#### SOURCE DOCUMENT
[PATCH] lsm: make SECURITY_PATH always enabled
Song Liu
songliubraving at meta.com
Wed Apr 23 04:57:01 UTC 2025
Hi Paul,
Thanks for your comments!
> On Apr 22, 2025, at 2:13 PM, Paul Moore <paul at paul-moore.com> wrote:
[...]
>>
>> However, I don't think existing CONFIG_SECURITY_* are doing the right
>> things. Among all the configs, CONFIG_SECURITY_PATH is the most awkward
>> to me. Say , if we have CONFIG_SECURITY_PATH, shouldn't we also have
>> CONFIG_SECURITY_INODE? IOW, something like:
>>
>> #ifdef CONFIG_SECURITY_INODE
>> int security_inode_rmdir(struct inode *dir, struct dentry *dentry);
>> #endif
>>
>> #ifdef CONFIG_SECURITY_PATH
>> int security_path_rmdir(struct inode *dir, struct dentry *dentry);
>> #endif
>
> Without putting much thought into what would fall under
> CONFIG_SECURITY_INODE, I think it would be interesting to see what
> hooks one might be able to make conditional on such a Kconfig knob.
########
#### DATA
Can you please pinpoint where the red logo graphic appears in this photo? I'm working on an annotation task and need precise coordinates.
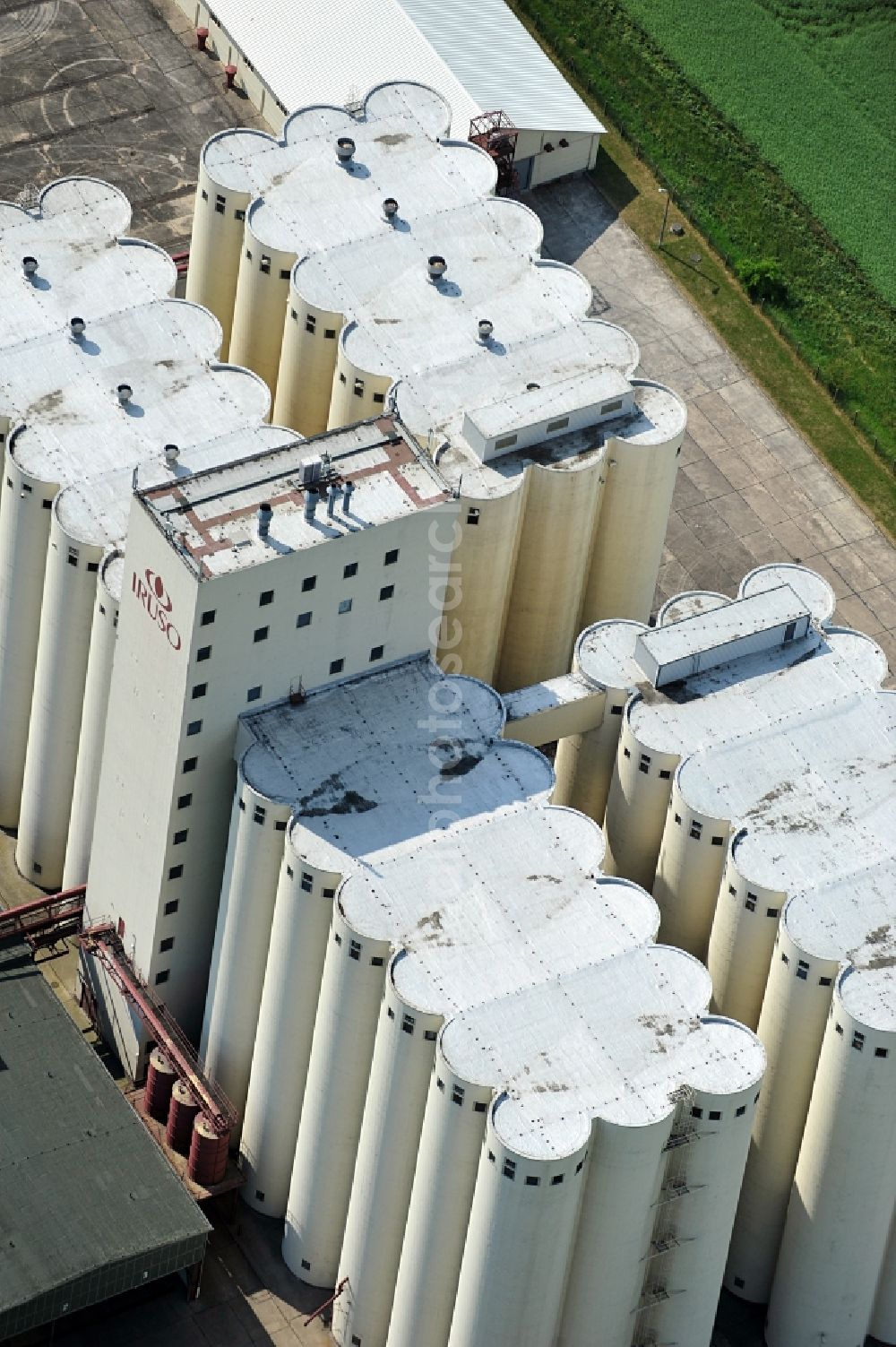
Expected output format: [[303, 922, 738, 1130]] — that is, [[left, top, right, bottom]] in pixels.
########
_PROBLEMS TO WORK ON:_
1/ In the email about the LSM patch, why does Song Liu call CONFIG_SECURITY_PATH the most awkward of the configs? Answer in one to three sentences.
2/ Please write the next part of the email about the LSM patch, picking up right after its last line.
The material is not needed for any of the tasks.

_ANSWERS TO THE EXERCISE:_
1/ Song Liu finds it awkward because having a CONFIG_SECURITY_PATH option implies there should also be a matching CONFIG_SECURITY_INODE option. That option would guard inode hooks such as security_inode_rmdir the same way path hooks such as security_path_rmdir are guarded.

2/
> Using security_inode_permission() as a simple test, it looks like only
> SELinux and Smack provide implementations, spot checks on a few other
> security_*inode*() hooks shows similar, or even more limited, results.
>
> You would need to spend some time to determine what LSM hooks are used
> by which LSMs and adjust their Kconfigs appropriately for the new
> CONFIG_SECURITY_INODE knob, but if you do that then I think that would
> be okay.
Well, I was hoping to simplify the CONFIGs by removing one. So I am
not sure whether adding a new CONFIG is the right thing to do.
>
>> OR, maybe we should just remove security_inode_rmdir(), and users of
>> security_inode_rmdir() can just use security_path_rmdir() instead?
>
> Those two LSM hooks are called from slightly different places in the
> codepath which has an impact on their environment. For example, the
> inode variant doesn't have to deal with directory inodes that don't
> have a defined rmdir op, whereas the path variant does; the inode
> variant doesn't have to worry about S_KERNEL_FILE files, the inode
> variant has a refcount'd and locked dentry, etc. Moving an existing
> LSM, especially complex ones, from one LSM hook to another, is a
> delicate operation and might not be worth it for such a small return.
Given there is pushback when a new LSM hook is added, I assume
removing a hook (or merge two hooks into one) may be a good move.
Well, it is totally possible that I underestimated the complexity of
the work.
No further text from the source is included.